== What to do ==
Quote each of the rows below word for word, keeping them in their original order.

== Data entries ==
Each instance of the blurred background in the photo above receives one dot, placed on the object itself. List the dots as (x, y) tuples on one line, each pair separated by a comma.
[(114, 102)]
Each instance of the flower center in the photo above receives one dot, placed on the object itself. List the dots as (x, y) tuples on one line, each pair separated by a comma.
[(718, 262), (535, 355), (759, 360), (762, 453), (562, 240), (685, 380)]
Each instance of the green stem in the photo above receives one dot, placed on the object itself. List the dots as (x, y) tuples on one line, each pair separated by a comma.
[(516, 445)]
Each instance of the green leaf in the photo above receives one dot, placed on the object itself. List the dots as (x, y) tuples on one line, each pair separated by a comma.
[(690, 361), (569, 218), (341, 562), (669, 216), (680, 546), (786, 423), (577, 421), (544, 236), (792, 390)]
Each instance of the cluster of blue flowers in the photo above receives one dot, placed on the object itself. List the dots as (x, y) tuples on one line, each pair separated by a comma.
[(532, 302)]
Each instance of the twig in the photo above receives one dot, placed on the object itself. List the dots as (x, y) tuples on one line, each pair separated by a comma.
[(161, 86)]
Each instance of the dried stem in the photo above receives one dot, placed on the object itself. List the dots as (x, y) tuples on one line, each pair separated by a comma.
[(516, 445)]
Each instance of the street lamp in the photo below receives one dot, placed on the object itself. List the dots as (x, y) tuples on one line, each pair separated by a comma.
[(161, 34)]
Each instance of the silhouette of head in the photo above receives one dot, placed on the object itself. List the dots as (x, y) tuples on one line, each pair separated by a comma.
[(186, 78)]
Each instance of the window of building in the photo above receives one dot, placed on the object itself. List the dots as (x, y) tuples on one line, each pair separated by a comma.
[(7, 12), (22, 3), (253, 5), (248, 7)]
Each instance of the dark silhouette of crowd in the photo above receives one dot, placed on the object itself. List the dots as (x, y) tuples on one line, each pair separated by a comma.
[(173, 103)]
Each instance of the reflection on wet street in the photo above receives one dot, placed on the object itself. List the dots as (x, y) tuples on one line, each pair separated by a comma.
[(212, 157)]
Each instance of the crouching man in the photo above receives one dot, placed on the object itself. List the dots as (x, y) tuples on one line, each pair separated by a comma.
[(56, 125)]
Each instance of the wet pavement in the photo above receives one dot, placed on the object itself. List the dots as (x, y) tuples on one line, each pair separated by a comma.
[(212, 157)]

== Solution to this task ==
Each instance of the blurred background in the photo above receives one dot, placed on the object itself. List the dots as (x, y) tuples on one line, each pair separated by a comma.
[(114, 102)]
Each instance of the flower center in the photo above receives one dot, placed on the object itself. List the dots as (x, y) tuples on one line, each pair separated by a comma.
[(718, 262), (535, 355), (759, 360), (762, 453), (562, 240), (685, 380)]
Each instance of the green stem in the photo above receives one dot, placed on the object itself. List the dots as (x, y) tuples on one line, each pair separated by a comma.
[(516, 445)]
Each instance of the green leaf in the photo above receives one dot, placed on the object itself. List the dots as (x, y) tuples on one line, each pair separated by a comma.
[(690, 361), (569, 218), (341, 562), (669, 216), (680, 546), (786, 423), (577, 421), (544, 236), (792, 390)]
Each instance of the cluster of blue flowers in the photo above receives one dot, placed on the object itself. List the dots as (x, y) tuples on one line, each pair separated by a comma.
[(532, 302)]
Each instance of the twig in the photo above receives one dot, placed on the object itself. List the dots as (x, y) tuples on one line, each pair separated by a comma.
[(161, 86)]
Each instance of the dried stem in the photo above receives one dot, placed on the object itself. List the dots as (x, y) tuples on one line, each pair separated by a comma.
[(516, 445)]
Each instance of the street lamp in the photo below receives one dot, placed on the object itself. List the dots as (x, y) tuples on one line, each pair separated by a comma.
[(161, 34)]
Each instance of the silhouette of head in the photo above receives one dot, placed on the object itself. List the dots as (x, y) tuples on one line, each pair separated by a comma.
[(186, 78)]
Each instance of the window of building in the photo above receives one dot, placed on the object itself. List the dots as (x, y) tuples on one line, each pair separated by a comma.
[(7, 12), (22, 3), (253, 5), (248, 7)]
Each instance of the dark silhouette of crowd in the photo above receives one dot, placed on the object itself. List the dots as (x, y) tuples on one line, each pair separated by a comma.
[(173, 103)]
Each instance of the reflection on wet street in the photo above receives one dot, placed on the object itself. List the dots as (x, y) tuples on one line, each pair separated by a comma.
[(212, 157)]
Each instance of the crouching man in the photo above receives one dot, placed on the object itself. List the dots as (x, y) tuples on one line, each pair separated by a comma.
[(56, 125)]
Each instance of the wet pavement in the photo above receives one dot, placed on the object itself. List the dots as (x, y) tuples on one line, each pair separated by a comma.
[(212, 157)]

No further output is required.